--- Start PAGE EXCERPT ---

Coolidge was the arch-foe of Washington adventurism, pork-barrel politics, and federal aggrandizement. How he would have called out grandstanding politicians like Lyndon Johnson and Barack Obama, unsurprised when they departed the national stage leaving the country with nothing but billions in new red ink and an entrenched Washington bureaucracy. A student of American history, Coolidge did recognize our genuinely great presidential achievers, commissioning the Mount Rushmore sculptures, but he predictably waved off any talk of monuments to himself. 

Today, appalled at the arrogance of Washington’s dirigiste ruling class, which sits atop $150 trillion in federal liabilities and an unchecked administrative Deep State, we esteem Coolidge’s wisdom, indeed brilliance, in keeping at bay those political actors of his day who constantly sought to mount white horses, blow bugles, and ride towards the windmills.   

Coolidge handily defeated the LaFollette Progressive Republicans, whose know-it-all liberal agenda called for fixing all society’s ills on Washington’s tab. Coolidge also rejected Teddy Roosevelt’s brand of imperialism and big military budgets. He chose instead to lead a restrained foreign policy built on America First principles, wisely resisting the re-launching of previous GOP global ambitions.  

Coolidge, like all modern Republican presidents from Ronald Reagan to Donald Trump, successfully pushed significant tax cuts through Congress; but unlike all other GOP chief executives, Coolidge ensured his tax cuts were matched with actual federal spending reductions, including in defense. What a delight it would have been to hear Coolidge’s stinging rebuke to Dick Cheney’s observation that “deficits don’t matter.”  

The Coolidge administration did more than cut federal spending; it also reduced the size of the federal bureaucracy. Unimaginable today when everybody expects Uncle Sam to foot the bill, President Coolidge blocked federal farm subsidies, opposed veteran bonuses, and repeatedly said no to defense contractors who wanted to build more warships. We can only imagine Silent Cal’s retort to today’s Republican war hawks who argue that bigger Pentagon budgets bring more effective national defense.

Coolidge led the way in implementing an immigration slow-down after decades of massive inflows of more than 20 million migrants. He also put in place our modern system of border security based on requiring foreigners to qualify for visas abroad, while also setting up the U.S. Border Patrol to defend our frontiers. These security tools served the country reasonably well until the open-border radicals of the Biden administration arrived and began, unlawfully, to dismantle them.  

An unprejudiced and tolerant man, Coolidge harbored no ill will towards any ethnic groups and was outspoken in defending the rights of black Americans. But like most of his countrymen in the early 1920s, Coolidge understood that too many migrants were arriving in the United States unaware of or even hostile to American political traditions and values.

--- End PAGE EXCERPT ---
--- Start DATA LINES ---

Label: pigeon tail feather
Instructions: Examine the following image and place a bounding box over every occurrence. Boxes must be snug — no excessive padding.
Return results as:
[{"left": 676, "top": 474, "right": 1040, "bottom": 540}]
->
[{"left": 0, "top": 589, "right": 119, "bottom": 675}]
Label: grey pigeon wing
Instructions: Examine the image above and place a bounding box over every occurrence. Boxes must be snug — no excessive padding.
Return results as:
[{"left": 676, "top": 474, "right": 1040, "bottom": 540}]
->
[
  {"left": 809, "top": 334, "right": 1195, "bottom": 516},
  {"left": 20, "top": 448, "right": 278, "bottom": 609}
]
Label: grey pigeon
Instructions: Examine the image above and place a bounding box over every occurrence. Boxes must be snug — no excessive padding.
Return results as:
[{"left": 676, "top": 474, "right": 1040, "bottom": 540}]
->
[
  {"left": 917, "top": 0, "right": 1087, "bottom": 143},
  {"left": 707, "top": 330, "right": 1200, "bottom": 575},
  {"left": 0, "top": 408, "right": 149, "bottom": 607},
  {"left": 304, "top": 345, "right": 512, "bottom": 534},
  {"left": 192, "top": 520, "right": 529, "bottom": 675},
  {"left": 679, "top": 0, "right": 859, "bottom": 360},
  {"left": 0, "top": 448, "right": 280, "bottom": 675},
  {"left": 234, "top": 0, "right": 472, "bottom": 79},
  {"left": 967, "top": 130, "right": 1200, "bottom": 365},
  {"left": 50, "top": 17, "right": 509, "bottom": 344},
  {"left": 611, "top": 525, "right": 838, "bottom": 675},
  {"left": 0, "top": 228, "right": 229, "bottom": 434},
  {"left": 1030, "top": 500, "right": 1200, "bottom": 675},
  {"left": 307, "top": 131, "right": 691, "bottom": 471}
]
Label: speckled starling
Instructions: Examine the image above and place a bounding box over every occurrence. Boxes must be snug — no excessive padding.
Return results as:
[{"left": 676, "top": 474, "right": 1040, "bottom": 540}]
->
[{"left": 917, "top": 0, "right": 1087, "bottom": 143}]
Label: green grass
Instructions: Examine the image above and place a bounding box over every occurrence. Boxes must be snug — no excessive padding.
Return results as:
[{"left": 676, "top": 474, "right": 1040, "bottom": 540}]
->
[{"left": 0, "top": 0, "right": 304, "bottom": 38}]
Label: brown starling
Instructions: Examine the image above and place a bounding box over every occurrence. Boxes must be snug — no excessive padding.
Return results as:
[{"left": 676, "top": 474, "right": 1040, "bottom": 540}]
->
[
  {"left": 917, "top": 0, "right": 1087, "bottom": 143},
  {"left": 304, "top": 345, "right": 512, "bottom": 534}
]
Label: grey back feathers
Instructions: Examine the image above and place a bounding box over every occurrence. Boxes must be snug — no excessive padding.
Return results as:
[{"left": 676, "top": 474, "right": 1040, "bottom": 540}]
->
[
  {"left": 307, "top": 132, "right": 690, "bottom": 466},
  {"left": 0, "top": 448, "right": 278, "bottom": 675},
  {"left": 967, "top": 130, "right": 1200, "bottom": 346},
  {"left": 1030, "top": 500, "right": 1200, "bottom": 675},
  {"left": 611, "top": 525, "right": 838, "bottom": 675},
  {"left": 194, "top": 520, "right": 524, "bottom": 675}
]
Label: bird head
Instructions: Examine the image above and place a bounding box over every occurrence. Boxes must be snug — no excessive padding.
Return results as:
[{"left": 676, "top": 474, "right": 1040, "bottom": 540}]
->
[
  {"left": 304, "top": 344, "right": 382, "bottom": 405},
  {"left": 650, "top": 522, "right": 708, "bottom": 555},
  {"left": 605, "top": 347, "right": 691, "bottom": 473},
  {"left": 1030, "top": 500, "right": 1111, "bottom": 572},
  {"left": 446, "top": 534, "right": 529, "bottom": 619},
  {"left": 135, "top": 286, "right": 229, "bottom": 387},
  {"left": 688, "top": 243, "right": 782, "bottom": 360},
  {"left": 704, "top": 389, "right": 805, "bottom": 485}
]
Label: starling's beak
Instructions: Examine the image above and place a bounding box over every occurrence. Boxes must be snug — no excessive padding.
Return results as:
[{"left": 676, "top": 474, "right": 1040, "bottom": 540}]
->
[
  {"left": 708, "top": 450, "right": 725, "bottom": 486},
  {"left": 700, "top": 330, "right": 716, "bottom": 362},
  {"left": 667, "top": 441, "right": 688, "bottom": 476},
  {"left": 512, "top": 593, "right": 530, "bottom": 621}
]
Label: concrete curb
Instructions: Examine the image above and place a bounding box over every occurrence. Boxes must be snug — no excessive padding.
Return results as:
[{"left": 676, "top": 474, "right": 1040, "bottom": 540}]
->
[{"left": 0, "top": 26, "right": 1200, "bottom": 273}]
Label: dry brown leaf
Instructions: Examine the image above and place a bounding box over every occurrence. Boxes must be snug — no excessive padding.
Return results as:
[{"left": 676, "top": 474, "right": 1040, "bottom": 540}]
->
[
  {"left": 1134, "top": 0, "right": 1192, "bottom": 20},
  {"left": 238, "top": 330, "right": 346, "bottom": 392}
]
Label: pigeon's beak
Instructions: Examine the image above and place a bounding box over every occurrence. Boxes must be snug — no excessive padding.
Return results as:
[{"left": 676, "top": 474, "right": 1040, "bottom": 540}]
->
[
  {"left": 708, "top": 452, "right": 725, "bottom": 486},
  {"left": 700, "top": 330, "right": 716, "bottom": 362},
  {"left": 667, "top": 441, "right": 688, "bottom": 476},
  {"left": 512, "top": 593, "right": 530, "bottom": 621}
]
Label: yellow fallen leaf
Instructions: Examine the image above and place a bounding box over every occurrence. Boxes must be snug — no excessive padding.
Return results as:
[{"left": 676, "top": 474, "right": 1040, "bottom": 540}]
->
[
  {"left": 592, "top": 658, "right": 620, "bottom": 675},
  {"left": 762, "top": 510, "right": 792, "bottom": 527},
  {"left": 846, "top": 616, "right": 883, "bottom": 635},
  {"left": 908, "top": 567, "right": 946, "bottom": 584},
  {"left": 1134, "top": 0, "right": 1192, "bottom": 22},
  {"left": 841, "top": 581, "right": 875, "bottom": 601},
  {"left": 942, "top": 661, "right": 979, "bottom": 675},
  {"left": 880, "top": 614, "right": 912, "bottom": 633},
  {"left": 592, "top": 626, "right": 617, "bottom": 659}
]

--- End DATA LINES ---

WHAT YOU WILL DO
Return the passage on Coolidge verbatim, between "Coolidge led the" and "traditions and values.", inclusive.

OUTPUT
Coolidge led the way in implementing an immigration slow-down after decades of massive inflows of more than 20 million migrants. He also put in place our modern system of border security based on requiring foreigners to qualify for visas abroad, while also setting up the U.S. Border Patrol to defend our frontiers. These security tools served the country reasonably well until the open-border radicals of the Biden administration arrived and began, unlawfully, to dismantle them.  

An unprejudiced and tolerant man, Coolidge harbored no ill will towards any ethnic groups and was outspoken in defending the rights of black Americans. But like most of his countrymen in the early 1920s, Coolidge understood that too many migrants were arriving in the United States unaware of or even hostile to American political traditions and values.